Pick up the notes on C input/output functions and the conditional operator at their last sentence and keep writing them.

Document extract:
****

Input/Output (I/O) functions are used to handle input from the user and output to the screen or other devices. These functions provide the basic building blocks for handling input and output in C.

There are several types of I/O functions in C, categorized based on their functionality. Depending on our needs, we can choose the appropriate functions to interact with the standard input/output, files, or characters.

 Standard Input/Output Functions:

printf(): Used for formatted output to the standard output (usually the console or terminal).

scanf(): Used for formatted input from the standard input (usually the keyboard).

Example:

#include <stdio.h>

int main()

{

    int num;

    printf(“Enter a number: “);

    scanf(“%d”, &num);

    printf(“Entered Number is : %d”, num);

   return 0;

}

File Input/Output Functions:

  • fopen(): Opens a file.
  • fclose(): Closes a file.
  • fprintf(): Writes formatted data to a file.
  • fscanf(): Reads formatted data from a file.
  • fputc(), fputs(): Writes a character or a string to a file.
  • fgetc(), fgets(): Reads a character or a line from a file.

Example:

#include <stdio.h>

int main() {

    FILE *file;

    file = fopen(“student.txt”, “w”); // open file for writing

    if (file != NULL) {

        fprintf(file, “Hello, File I/O!\n”);

        fclose(file);              // close the file

    } else {

        printf(“Error opening the file.\n”);

    }

    return 0;

 }

Character Input/Output Functions:

  • getchar(): Reads a character from standard input.
  • putchar(): Writes a character to standard output.

Example:

#include <stdio.h>

int main() {

    char ch;

    printf(“Enter a character: “);

    ch = getchar();

    printf(“You entered: “);

    putchar(ch);

   return 0;

}

d. Explain the function of conditional operator.

Ans: The conditional operator in C, provides a concise way to express a conditional (if-else) statement. Sometimes we need to choose between two expressions based on the truth value of a third logical expression. The conditional operator can be used in such cases. It sometimes called as ternary operator. It required three expressions as operand and it is represented as ? :

Syntax:      exp1 ? exp2 : exp3;

Here exp1 is first evaluated. If it is true then value return will be exp2 . If false then exp3.

Example:   c=(a>b)?a:b;

Where:

a and b are operands

?:    is the conditional operator

 >    is the relational operator

If the condition is true then value a is assigned to c otherwise b is assigned to c.

Here’s a simple programming example that demonstrates the use of the conditional operator:

#include <stdio.h>

int main() {

    int a = 5;

    int b = 10;

    // Using the conditional operator to find the maximum of two numbers

    int max = (a > b) ? a : b;

   printf(“The maximum of %d and %d is: %d\n”, a, b, max);

   return 0;

}

In this example:

  • The condition (a > b) is evaluated.
  • If the condition is true, the value of a is assigned to max.
  • If the condition is false, the value of b is assigned to max.

****

Data provided:

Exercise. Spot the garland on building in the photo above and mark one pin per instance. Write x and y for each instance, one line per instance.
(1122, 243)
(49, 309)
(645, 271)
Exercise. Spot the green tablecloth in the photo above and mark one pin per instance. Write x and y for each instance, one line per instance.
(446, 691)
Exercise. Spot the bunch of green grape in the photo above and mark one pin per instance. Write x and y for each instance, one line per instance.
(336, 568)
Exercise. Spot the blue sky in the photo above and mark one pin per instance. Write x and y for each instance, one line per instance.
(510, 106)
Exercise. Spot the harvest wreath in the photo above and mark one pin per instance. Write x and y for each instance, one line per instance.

****

Result for this exercise:
So, in the end, max holds the maximum of the two numbers.

4. a. Write the difference between scanf() and gets().

Ans: scanf() and gets() both functions used for input, but they have some key differences:

Input Type:

scanf(): It is a versatile function that can read input in various formats. It allows us to specify the format of the input using format specifiers, such as %d for integers, %f for floats, %s for strings, etc. This makes scanf() more flexible for reading different types of input.

gets(): It is specifically designed for reading strings (sequences of characters) from the standard input. It reads characters until a newline character (‘\n’) or the end of the file is encountered.

String Termination:

scanf(): It stops reading a string when it encounters whitespace characters (e.g., space, tab, newline).

gets(): It reads a string until a newline character is encountered and includes the newline character in the string. This can lead to unexpected behavior, and it is one of the reasons why gets() is deprecated.

b. What is string constant? How is string constant is differ from character constant?

Ans: A string constant is a group of characters enclosed in double quotation marks ("). These characters may be letters, numbers or any special characters.

 Example:   “Hello! World”, “2015”, “welcome”

In C, a string constant is essentially an array of characters terminated by a null character (‘\0’). The null character marks the end of the string and is automatically appended by the compiler. String constants are often used to represent text or character sequences in C programs.

On the other hand, a character constant, sometimes referred to as a character literal, is a single character enclosed in single quotation marks ('). For example: ‘A’, ‘X’, ‘5’, ‘;’ 

Character constants represent individual characters. They are often used when dealing with single characters or when we need to represent a character’s ASCII value.

String constants are stored as arrays of characters in memory, while character constants are stored as single characters.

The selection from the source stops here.